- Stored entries
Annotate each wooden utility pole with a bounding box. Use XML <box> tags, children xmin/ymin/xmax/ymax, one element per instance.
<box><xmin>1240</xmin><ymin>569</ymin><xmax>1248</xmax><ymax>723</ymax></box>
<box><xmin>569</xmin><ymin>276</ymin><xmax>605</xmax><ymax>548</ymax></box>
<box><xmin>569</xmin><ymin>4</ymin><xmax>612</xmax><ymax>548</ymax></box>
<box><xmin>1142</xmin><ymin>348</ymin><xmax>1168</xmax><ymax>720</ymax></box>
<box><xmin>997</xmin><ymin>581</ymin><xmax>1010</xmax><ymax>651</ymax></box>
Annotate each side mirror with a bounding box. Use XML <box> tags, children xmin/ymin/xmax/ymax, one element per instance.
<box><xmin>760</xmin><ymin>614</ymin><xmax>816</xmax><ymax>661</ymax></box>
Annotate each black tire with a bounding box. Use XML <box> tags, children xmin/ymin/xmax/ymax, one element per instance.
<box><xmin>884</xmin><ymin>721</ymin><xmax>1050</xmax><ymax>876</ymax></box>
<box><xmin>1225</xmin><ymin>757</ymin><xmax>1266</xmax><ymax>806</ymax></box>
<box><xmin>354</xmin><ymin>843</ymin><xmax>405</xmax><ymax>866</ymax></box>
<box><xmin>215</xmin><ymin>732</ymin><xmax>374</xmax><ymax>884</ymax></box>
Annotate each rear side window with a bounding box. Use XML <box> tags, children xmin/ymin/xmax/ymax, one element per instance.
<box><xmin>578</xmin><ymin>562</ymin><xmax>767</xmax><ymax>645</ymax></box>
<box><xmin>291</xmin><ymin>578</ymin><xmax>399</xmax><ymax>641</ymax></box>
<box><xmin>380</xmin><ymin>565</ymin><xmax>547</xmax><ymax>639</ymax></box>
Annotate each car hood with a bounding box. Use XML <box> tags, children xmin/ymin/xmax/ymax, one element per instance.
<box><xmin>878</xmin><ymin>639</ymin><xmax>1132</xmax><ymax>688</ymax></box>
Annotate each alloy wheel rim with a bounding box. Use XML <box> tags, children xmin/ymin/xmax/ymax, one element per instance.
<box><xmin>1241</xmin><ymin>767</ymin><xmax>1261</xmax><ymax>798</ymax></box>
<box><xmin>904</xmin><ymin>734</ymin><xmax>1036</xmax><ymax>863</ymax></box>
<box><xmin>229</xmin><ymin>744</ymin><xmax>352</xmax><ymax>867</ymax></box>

- Aim of the task
Quote the entries above line for line, with no changes.

- The answer
Annotate each wooden utility pole with a bounding box. Use XML <box> tags, children xmin/ymin/xmax/ymax, one element per instance.
<box><xmin>1240</xmin><ymin>569</ymin><xmax>1248</xmax><ymax>723</ymax></box>
<box><xmin>569</xmin><ymin>276</ymin><xmax>605</xmax><ymax>548</ymax></box>
<box><xmin>569</xmin><ymin>4</ymin><xmax>612</xmax><ymax>548</ymax></box>
<box><xmin>1142</xmin><ymin>348</ymin><xmax>1168</xmax><ymax>720</ymax></box>
<box><xmin>997</xmin><ymin>581</ymin><xmax>1010</xmax><ymax>651</ymax></box>
Annotate each side mirror with a bounding box. Use XML <box> tags, children xmin/ymin/xmax/ymax, one element per instance.
<box><xmin>760</xmin><ymin>614</ymin><xmax>816</xmax><ymax>661</ymax></box>
Annotate each black tire with a bounding box. Use XML <box> tags, children xmin/ymin/xmax/ymax, one element per instance.
<box><xmin>884</xmin><ymin>721</ymin><xmax>1050</xmax><ymax>876</ymax></box>
<box><xmin>1225</xmin><ymin>757</ymin><xmax>1266</xmax><ymax>806</ymax></box>
<box><xmin>354</xmin><ymin>843</ymin><xmax>405</xmax><ymax>866</ymax></box>
<box><xmin>215</xmin><ymin>732</ymin><xmax>374</xmax><ymax>884</ymax></box>
Annotate each rear side window with a bounding box. Use XML <box> tags, children xmin/ymin/xmax/ymax, one element per instance.
<box><xmin>578</xmin><ymin>562</ymin><xmax>767</xmax><ymax>645</ymax></box>
<box><xmin>291</xmin><ymin>578</ymin><xmax>399</xmax><ymax>641</ymax></box>
<box><xmin>380</xmin><ymin>565</ymin><xmax>547</xmax><ymax>639</ymax></box>
Annotate each car hood with a bounding box. Use XML <box> tags, children xmin/ymin/xmax/ymax, one element per instance.
<box><xmin>878</xmin><ymin>639</ymin><xmax>1132</xmax><ymax>688</ymax></box>
Annotate each alloy wheel rim with a bounding box. Use XML <box> tags, children xmin/ymin/xmax/ymax, one element per instance.
<box><xmin>1241</xmin><ymin>767</ymin><xmax>1261</xmax><ymax>798</ymax></box>
<box><xmin>904</xmin><ymin>734</ymin><xmax>1036</xmax><ymax>863</ymax></box>
<box><xmin>229</xmin><ymin>744</ymin><xmax>352</xmax><ymax>867</ymax></box>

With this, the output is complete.